* 作業の指示 A:
きょうだい児の支援についての文章では、関係者にきちんとサポートしてもらうために養育者ができることとして、何が挙げられていますか。
* 作業の指示 B:
きょうだい児の支援についての文章を、最後の文の続きから書き進めてください。

* もとの文章:
• • • •
発達障害の特性のある子の“きょうだい児”への支援【後編 保護者や周りができること】〔言語聴覚士/社会福祉士〕が解説

#17 発達障害の特性のある子どもの「きょうだい児」の支援─後編~周りの見守りとサポート~ 署名)

言語聴覚士・社会福祉士:原 哲也

(3)周囲の「眼差し」からくるストレスに対処したい 
きょうだい児は保育園や学校等で、発達障害の特性のある兄弟姉妹がいることで変な目で見られたりからかわれることがあります。

この問題に対処するには、保育園や学校等の関係者の適切なサポートが欠かせません。そのために保育園や学校等の関係者は発達障害について正しい知識を持ち、そのうえで集団における上記のような状況からきょうだい児を守ってほしいのです。

関係者に適切にサポートしてもらうために養育者ができることとして、関係者に養育者から見た「発達障害の特性のある子のよいところを具体的に伝える」ことがあります。例えば、赤ちゃんの世話を誰よりもしてくれる、ケーキを作るとき材料を1グラムも違わずキッチリ計るなど、養育者の目からみた「よいところ」を伝えましょう。

養育者の心からのことばを聞くことで、関係者自身が発達障害の特性のある子の存在をポジティブに受け止められること、また「この子にはこういういいところがある」と具体的なことが頭に入っているのは、「からかい」などに関係者が対処するとき、非常に有効だと思います。

(4)ストレスを発散したい
きょうだい児は発達障害の特性のある兄弟姉妹との生活の中で、過剰適応状態になり、ストレスをため込むことが多くあります。
• • • •
データの項目:

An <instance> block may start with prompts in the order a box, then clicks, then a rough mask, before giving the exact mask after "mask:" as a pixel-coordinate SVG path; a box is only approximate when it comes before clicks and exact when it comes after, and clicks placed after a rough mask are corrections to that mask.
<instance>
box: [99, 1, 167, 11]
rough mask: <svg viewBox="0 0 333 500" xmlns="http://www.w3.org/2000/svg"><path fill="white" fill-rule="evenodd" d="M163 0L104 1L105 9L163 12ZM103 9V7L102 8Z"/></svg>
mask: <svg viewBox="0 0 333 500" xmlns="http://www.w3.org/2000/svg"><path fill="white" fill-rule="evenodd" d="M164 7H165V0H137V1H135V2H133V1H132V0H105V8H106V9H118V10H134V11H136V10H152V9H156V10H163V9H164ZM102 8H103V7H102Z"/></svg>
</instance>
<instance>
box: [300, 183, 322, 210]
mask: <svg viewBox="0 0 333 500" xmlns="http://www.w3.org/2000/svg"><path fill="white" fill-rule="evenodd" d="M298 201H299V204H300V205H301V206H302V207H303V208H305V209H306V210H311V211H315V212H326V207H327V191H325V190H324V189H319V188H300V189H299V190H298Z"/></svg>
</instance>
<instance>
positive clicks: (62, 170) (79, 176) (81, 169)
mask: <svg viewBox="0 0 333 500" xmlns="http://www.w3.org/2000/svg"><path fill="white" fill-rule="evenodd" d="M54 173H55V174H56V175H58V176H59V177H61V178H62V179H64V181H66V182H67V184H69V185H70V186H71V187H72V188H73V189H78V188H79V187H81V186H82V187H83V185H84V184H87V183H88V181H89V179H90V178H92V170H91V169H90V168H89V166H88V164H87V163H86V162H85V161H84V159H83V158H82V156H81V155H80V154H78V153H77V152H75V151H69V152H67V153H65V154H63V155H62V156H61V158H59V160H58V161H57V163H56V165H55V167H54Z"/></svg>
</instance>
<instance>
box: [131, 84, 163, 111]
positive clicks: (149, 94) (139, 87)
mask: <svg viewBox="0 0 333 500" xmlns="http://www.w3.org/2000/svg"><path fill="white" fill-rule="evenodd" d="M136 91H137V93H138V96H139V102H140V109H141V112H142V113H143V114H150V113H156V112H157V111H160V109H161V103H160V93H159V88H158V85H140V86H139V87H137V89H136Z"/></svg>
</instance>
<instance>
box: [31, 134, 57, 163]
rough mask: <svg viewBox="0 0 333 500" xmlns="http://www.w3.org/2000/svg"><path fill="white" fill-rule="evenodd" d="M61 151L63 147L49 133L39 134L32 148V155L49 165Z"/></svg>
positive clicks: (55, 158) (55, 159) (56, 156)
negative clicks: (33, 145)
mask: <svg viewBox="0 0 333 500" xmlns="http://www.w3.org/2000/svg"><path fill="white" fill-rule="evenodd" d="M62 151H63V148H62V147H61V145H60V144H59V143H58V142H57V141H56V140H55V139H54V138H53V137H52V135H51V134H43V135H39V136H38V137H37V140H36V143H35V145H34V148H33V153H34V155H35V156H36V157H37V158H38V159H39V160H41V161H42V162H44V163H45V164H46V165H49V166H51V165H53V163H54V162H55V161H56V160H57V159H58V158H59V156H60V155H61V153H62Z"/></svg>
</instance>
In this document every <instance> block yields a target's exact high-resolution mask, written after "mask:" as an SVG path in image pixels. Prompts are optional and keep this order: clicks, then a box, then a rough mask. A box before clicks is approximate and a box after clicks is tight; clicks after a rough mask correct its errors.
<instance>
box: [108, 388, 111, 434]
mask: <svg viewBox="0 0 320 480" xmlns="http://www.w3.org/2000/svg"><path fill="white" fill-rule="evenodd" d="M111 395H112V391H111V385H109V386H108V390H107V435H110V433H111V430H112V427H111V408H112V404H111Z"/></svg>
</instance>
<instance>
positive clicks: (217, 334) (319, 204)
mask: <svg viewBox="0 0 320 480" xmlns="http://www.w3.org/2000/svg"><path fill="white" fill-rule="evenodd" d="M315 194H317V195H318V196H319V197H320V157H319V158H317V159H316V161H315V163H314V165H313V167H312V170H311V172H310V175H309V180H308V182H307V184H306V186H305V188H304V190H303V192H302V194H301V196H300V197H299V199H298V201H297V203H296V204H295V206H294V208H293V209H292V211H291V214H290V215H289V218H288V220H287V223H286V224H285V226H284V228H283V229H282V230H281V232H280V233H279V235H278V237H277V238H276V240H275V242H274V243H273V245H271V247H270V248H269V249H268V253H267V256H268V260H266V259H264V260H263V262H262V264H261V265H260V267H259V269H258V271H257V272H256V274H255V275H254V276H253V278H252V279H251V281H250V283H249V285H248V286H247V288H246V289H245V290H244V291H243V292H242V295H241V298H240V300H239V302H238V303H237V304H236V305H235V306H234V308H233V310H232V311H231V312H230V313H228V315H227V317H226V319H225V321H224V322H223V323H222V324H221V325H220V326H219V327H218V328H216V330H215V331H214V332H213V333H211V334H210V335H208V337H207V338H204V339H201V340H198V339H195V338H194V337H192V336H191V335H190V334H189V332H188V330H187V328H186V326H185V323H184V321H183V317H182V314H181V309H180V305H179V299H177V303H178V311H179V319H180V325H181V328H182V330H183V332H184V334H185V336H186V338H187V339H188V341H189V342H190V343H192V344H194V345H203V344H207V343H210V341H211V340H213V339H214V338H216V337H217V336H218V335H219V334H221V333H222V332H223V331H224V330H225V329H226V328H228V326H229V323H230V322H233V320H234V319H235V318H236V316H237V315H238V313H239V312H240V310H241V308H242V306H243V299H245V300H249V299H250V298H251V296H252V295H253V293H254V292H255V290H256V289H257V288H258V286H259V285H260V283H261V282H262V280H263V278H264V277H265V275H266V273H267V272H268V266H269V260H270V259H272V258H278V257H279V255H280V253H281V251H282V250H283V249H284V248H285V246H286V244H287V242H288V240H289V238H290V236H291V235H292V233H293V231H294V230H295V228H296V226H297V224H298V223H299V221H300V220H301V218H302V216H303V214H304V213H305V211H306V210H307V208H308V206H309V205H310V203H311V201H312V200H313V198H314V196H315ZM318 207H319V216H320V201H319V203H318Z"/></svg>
• • • •
* 答えを書く欄 A:
養育者から見た、発達障害の特性のある子のよいところを、関係者に具体的に伝えることです。

* 答えを書く欄 B:
このようなきょうだい児にとっては、一定時間、家族から離れること、そこで家族以外の人とつながりを持つことがとても大事です。

趣味、クラブ活動、地域のつながりなど、きょうだい児が望むように家庭外での時間や家庭外の人とのつながりを保証してあげたいです。

(5)将来への不安に対処したい
きょうだい児は、自分自身の恋愛や結婚、そして、親なき後のことなど、多くの不安を抱えています。無理もないことです。

きょうだい児の成長につれて、発達障害の特性のある兄弟姉妹の特性や将来の支援体制についてきちんと話をすることはとても大切です。

ただ、現在の生活に精いっぱいで、養育者自体、将来のことについては情報不足であることも多いと思います。きょうだい児の不安に応えるという意味からも、児童発達支援事業所や児童発達支援センターの専門職、自治体の福祉担当課、通院している病院の医療ソーシャルワーカーや「親の会」などに相談することで情報を得て、将来のことを考えておくことは大事です。

また、養育者がそう思うのであれば、「きょうだい児自身の人生をしっかり歩んでほしい」と伝えることもきょうだい児の支えになると思います。